WHAT IS ASKED →
1. In the functions page, what is the set that contains all potential outputs of a function called?
2. Please reproduce the part of the functions page starting at "Properties of Functions" and ending at "affine, or quadratic?".
## Begin READING PASSAGE
CL002 – Essential Functions for ML

May 10, 2025

Table of Contents

What are Functions?
Properties of Functions
Linear Functions
Affine Functions
Quadratic Functions
References

A formal definition of functions. And when do we call a function linear, affine, or quadratic?

What are Functions?

A function is defined between two sets, \(A\) and \(B\). It is just a mapping with some unique properties. We write \(f: A \rightarrow B\) to mean that \(f\) is a function on the set \(\mathcal{D} \subseteq A\) into the set \(\mathcal{R} \subseteq B\). The set \(\mathcal{D}\) is the domain, the set \(B\) is the codomain, and the set \(\mathcal{R}\) is the range of the function.

Domain: The set \(\mathcal{D}\) contains all inputs \(\mathbf{x}\) for which the function is defined. In particular, we can have \(\mathcal{D}\) a proper subset of the set \(A\).
Codomain: The set \(B\) contains all potential outputs of the function, even if some elements of \(B\) are never actually attained by \(f\).
Range: The set \(\mathcal{R}\) contains the actual outputs attained by \(f\).

Thus, the notation \(f: \mathbb{R}^n \to \mathbb{R}\) means that \(f\) maps (some) \(n-\) vectors into (some) \(\mathbb{R}\); it does not mean that \(f(\mathbf{x})\) is defined for every \(\mathbf{x} \in \mathbb{R}^n\), and the \(f\) outputs all scalar in \(\mathbb{R}\).
## End READING PASSAGE
## Begin SUPPLIED MATERIAL
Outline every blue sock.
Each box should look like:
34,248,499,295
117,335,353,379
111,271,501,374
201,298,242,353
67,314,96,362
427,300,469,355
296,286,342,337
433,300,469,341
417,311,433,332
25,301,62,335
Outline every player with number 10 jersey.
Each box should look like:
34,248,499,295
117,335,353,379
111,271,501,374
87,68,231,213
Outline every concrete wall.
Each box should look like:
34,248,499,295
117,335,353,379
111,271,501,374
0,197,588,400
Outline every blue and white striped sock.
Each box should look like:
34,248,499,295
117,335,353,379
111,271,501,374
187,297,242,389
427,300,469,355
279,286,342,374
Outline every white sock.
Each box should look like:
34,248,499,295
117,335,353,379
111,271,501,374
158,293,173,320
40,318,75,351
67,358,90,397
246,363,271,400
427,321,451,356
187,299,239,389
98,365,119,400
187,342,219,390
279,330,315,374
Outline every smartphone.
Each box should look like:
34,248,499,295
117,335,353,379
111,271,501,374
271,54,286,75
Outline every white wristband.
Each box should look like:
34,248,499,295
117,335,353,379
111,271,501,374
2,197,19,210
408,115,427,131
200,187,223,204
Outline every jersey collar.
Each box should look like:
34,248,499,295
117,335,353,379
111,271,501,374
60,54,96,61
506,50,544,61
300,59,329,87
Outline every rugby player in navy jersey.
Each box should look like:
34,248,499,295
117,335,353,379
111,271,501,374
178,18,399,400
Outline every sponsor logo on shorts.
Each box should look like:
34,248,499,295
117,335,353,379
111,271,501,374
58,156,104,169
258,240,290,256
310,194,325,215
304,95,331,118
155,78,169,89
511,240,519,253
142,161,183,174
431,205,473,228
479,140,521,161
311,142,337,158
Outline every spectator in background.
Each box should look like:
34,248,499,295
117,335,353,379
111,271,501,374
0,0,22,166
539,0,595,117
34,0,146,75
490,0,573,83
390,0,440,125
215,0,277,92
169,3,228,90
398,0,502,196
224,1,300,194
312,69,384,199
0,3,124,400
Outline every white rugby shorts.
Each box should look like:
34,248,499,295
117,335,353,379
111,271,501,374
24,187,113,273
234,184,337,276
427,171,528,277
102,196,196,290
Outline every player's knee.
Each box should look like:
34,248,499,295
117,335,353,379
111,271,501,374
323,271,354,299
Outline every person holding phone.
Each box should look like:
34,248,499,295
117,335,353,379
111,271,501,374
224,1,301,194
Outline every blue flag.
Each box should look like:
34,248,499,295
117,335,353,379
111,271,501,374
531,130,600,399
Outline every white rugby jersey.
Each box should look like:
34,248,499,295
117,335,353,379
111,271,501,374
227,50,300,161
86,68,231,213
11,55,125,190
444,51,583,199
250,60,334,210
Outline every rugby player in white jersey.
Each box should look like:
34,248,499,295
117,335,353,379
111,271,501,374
## End SUPPLIED MATERIAL
SOLUTIONS IN ORDER →
1. The codomain.

2.
Properties of Functions
Linear Functions
Affine Functions
Quadratic Functions
References

A formal definition of functions. And when do we call a function linear, affine, or quadratic?